Spatial localization data>
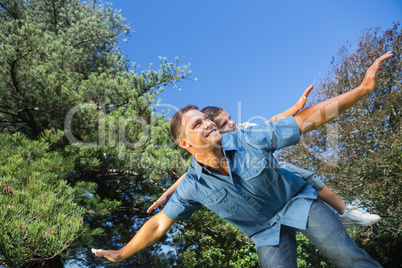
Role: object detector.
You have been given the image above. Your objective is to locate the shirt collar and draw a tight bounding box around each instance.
[190,156,204,179]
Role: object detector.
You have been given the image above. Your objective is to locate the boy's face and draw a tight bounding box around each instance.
[213,110,236,134]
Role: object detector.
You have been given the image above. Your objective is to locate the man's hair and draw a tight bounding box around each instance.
[201,106,223,122]
[170,105,199,142]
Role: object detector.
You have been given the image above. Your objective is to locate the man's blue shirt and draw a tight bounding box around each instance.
[163,116,317,247]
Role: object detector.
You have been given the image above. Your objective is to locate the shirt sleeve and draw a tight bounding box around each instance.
[163,176,201,221]
[241,116,300,152]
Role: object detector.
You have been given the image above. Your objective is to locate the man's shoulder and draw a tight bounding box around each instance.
[183,172,197,181]
[176,173,198,196]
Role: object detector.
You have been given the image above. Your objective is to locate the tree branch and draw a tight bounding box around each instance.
[137,76,173,98]
[10,50,31,95]
[110,76,177,111]
[73,35,112,48]
[0,119,25,124]
[0,109,19,118]
[8,50,40,134]
[51,0,58,35]
[0,3,18,19]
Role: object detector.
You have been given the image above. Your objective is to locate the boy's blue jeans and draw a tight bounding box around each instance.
[257,199,382,268]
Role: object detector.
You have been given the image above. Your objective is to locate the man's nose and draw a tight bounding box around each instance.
[203,120,212,129]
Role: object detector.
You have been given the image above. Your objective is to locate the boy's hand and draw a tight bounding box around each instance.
[267,84,314,122]
[294,84,314,112]
[147,196,168,213]
[92,248,122,262]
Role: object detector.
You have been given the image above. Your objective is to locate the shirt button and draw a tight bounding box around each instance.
[254,170,258,174]
[213,198,217,202]
[276,216,281,221]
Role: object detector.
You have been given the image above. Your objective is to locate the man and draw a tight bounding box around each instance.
[93,51,392,267]
[147,102,381,227]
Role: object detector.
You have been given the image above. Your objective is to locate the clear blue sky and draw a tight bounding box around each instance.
[109,0,401,122]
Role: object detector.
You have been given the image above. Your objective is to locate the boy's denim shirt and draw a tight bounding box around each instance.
[163,116,318,247]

EXERCISE DETAILS> The expected output is every entry above, retyped exactly, with the pictures removed.

OUTPUT FOR THIS EXERCISE>
Role: object detector.
You have been given the image above. Your objective is to locate the shirt collar and draw a tight bounding box around each instance.
[190,156,204,179]
Role: object detector.
You have been given the image above. Your objective is to locate the boy's face and draw a tight bounding box around each instance.
[213,110,236,134]
Role: object detector.
You have been given the image above. Your objective is to locate the man's hair and draw a tight bounding box around each instance.
[201,106,223,122]
[170,105,199,142]
Role: object detector.
You have been given the image above. Your objective is to locate the man's blue shirt and draw a tight bounding box around each instance.
[163,116,317,247]
Role: object detector.
You have been given the image above. Your objective is to locate the shirt sleeve and draw a tight bounding box around each instance.
[163,176,201,221]
[241,116,300,152]
Role: object detector.
You have been given the image above. Your objective is to locate the man's shoulder and draw a tight bounding box around each instance.
[183,172,197,181]
[176,173,198,196]
Role: object detector.
You have been given the image above. Your objective is to locate the tree branch and draw a tight bounding box around each instance.
[137,76,173,98]
[10,50,31,95]
[110,76,177,111]
[73,35,112,48]
[0,119,25,124]
[0,109,19,118]
[8,50,40,134]
[51,0,58,35]
[0,3,18,19]
Role: object detector.
You have been given the image above. Your objective is to locate the boy's blue jeans and draw a tight bounding box around each instance.
[257,199,382,268]
Role: object detector.
You have been given the image above. Your objective is to locate the man's nose and draw a tight bounding box around each instance.
[203,120,212,129]
Role: object detector.
You have been given the image above. Your objective is to locate the boy's hand and draw a tight bounding box around each instance.
[267,84,314,122]
[294,84,314,112]
[147,196,168,213]
[92,248,122,262]
Role: object detector.
You have been given the image above. Your objective is to locate the shirt button and draw a tight bounding box around each instance.
[254,170,258,174]
[213,198,217,202]
[276,216,281,221]
Role: object detector.
You have been given the image above. Your objective is to locate the man and draw a tight bounding box around each instance.
[93,51,392,267]
[147,102,381,227]
Role: object detector.
You have been given the image above. Your objective is to locate the clear blue sky and draw a tight bounding box around each instance.
[109,0,401,122]
Role: object detector.
You have been given the image above. Your objective is to locate the boy's denim shirt and draw a tight bounding box around each instance.
[163,116,318,247]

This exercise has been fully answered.